- _CONSIGNE A_: Dressez la liste des entreprises citées entre parenthèses dans le texte sur l'information quantique.
- _CONSIGNE B_: Résumez le texte sur l'information quantique en deux phrases.
- _CONSIGNE C_: Reproduisez le passage du texte sur l'information quantique qui va de "Si l'Etat reste" jusqu'à "NEC, HP, etc.)." inclus.

Selon le NIST, la branche technologique du Département américain du commerce, "peu de gens réalisent que la prospérité et la sécurité future de l'Amérique peuvent en partie reposer sur les propriétés exotiques de quelques-unes des plus petites particules de la nature. La recherche en Information Quantique (QI) cherche à contrôler et exploiter ces propriétés pour le bénéfice scientifique et sociétal. Ce domaine combine la physique, la science de l'information et les mathématiques dans un effort pour concevoir des nanotechnologies qui permettront d'accomplir des exploits qui sont impossibles avec la technologie d'aujourd'hui. La recherche en Information Quantique a le potentiel d'étendre et renforcer la force économique et la sécurité des Etats-Unis au XXe siècle comme les transistors et les lasers l'ont fait au XXe siècle."

Ce n'est donc pas par hasard si le DARPA, centre de R&D de l'armée américaine s'intéresse à l'ordinateur quantique à travers son projet QuIST démarré en 2004, sous-traitant une partie de ses activités aux majors de l'informatique.

Si l'Etat reste en général le grand argentier de la recherche scientifique, de son côté une entreprise privée est parfois assez riche pour soutenir le budget d'un projet de recherche dans un secteur de pointe durant plusieurs années pour citer les grands holdings financiers (Goldman Sachs par exemple) et les majors de l'informatique qui tous attendent impatiemment un retour sur investissement. Ce n'est donc pas non plus par hasard si on retrouve ces entreprises soit parmi les sponsors de D-Wave Systems ou de la NASA (Google) soit au coeur de la fabrication des portes logiques et autres transistors quantiques (AT&T, IBM, NEC, HP, etc.).

Les chercheurs s'investissant dans la conception d'un ordinateur quantique le font généralement dans le but d'exploiter l'algorithme de Shor et Grover à grande échelle. Mais il s'écoule souvent une dizaine d'année entre l'idée du projet et le prototype et il en faudra beaucoup plus encore pour aboutir à l'ordinateur quantique universel.

Ce type de recherche nécessitant des moyens colossaux et se projetant à long terme, les chercheurs se concentrent essentiellement sur les problèmes à temps exponentiel et le traitement de données (data, signal et image). Ces projets dépendent étroitement des progrès théoriques et applicatifs, notamment en mathématiques et en nanotechnologie.

- _LIGNES DE DONNÉES_:

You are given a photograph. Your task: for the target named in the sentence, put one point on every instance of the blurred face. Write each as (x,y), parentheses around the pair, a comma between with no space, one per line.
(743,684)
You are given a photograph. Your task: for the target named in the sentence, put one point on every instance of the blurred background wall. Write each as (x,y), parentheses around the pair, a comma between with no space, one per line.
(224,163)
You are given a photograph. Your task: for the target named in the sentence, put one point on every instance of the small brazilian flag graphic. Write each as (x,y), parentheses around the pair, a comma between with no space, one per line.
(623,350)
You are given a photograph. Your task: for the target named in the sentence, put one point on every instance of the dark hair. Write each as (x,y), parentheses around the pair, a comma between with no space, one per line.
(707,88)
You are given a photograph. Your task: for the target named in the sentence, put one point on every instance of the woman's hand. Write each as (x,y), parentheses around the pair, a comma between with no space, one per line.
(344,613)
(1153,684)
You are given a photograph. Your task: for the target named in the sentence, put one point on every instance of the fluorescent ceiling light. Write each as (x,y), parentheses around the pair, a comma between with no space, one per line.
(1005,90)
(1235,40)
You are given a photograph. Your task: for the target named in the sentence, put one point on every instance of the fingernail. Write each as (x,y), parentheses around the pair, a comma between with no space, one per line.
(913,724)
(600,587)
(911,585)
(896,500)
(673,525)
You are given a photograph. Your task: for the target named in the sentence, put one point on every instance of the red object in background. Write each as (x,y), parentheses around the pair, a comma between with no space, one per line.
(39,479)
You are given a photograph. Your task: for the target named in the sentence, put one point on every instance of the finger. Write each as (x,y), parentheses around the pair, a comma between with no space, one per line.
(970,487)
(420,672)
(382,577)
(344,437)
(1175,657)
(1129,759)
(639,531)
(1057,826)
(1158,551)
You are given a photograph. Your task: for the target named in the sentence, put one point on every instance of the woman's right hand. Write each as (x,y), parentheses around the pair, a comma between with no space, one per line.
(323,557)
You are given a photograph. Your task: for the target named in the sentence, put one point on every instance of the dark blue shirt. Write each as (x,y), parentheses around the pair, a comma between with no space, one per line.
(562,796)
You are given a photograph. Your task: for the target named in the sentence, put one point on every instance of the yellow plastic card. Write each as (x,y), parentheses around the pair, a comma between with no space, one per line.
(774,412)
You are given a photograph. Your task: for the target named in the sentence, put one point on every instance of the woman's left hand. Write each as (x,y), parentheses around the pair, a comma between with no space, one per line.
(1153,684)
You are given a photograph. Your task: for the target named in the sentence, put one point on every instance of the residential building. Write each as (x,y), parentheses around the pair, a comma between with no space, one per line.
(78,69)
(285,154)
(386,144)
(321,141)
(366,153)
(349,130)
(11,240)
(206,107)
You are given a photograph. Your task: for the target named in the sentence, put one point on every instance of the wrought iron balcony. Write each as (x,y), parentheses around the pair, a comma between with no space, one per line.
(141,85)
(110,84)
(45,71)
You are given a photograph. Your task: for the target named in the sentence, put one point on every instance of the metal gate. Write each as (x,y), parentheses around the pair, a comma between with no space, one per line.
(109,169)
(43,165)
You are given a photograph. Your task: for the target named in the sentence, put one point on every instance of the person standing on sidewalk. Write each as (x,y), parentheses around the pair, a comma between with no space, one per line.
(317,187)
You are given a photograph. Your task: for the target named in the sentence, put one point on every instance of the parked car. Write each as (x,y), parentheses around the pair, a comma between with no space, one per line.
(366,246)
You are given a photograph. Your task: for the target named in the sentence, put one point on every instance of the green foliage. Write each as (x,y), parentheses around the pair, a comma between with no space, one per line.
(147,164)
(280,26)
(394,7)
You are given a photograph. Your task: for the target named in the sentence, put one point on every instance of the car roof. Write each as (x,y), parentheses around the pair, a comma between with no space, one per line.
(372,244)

- _RÉPONSE ATTENDUE A_:
Goldman Sachs
Google
AT&T
IBM
NEC
HP

- _RÉPONSE ATTENDUE B_: Selon le NIST, la recherche en information quantique, qui combine physique, science de l'information et mathématiques, pourrait renforcer la force économique et la sécurité des États-Unis, ce qui explique l'intérêt du DARPA et de grandes entreprises privées pour l'ordinateur quantique. Ces recherches coûteuses et à long terme portent surtout sur les problèmes à temps exponentiel et le traitement de données, et dépendent des progrès en mathématiques et en nanotechnologie.

- _RÉPONSE ATTENDUE C_:
Si l'Etat reste en général le grand argentier de la recherche scientifique, de son côté une entreprise privée est parfois assez riche pour soutenir le budget d'un projet de recherche dans un secteur de pointe durant plusieurs années pour citer les grands holdings financiers (Goldman Sachs par exemple) et les majors de l'informatique qui tous attendent impatiemment un retour sur investissement. Ce n'est donc pas non plus par hasard si on retrouve ces entreprises soit parmi les sponsors de D-Wave Systems ou de la NASA (Google) soit au coeur de la fabrication des portes logiques et autres transistors quantiques (AT&T, IBM, NEC, HP, etc.).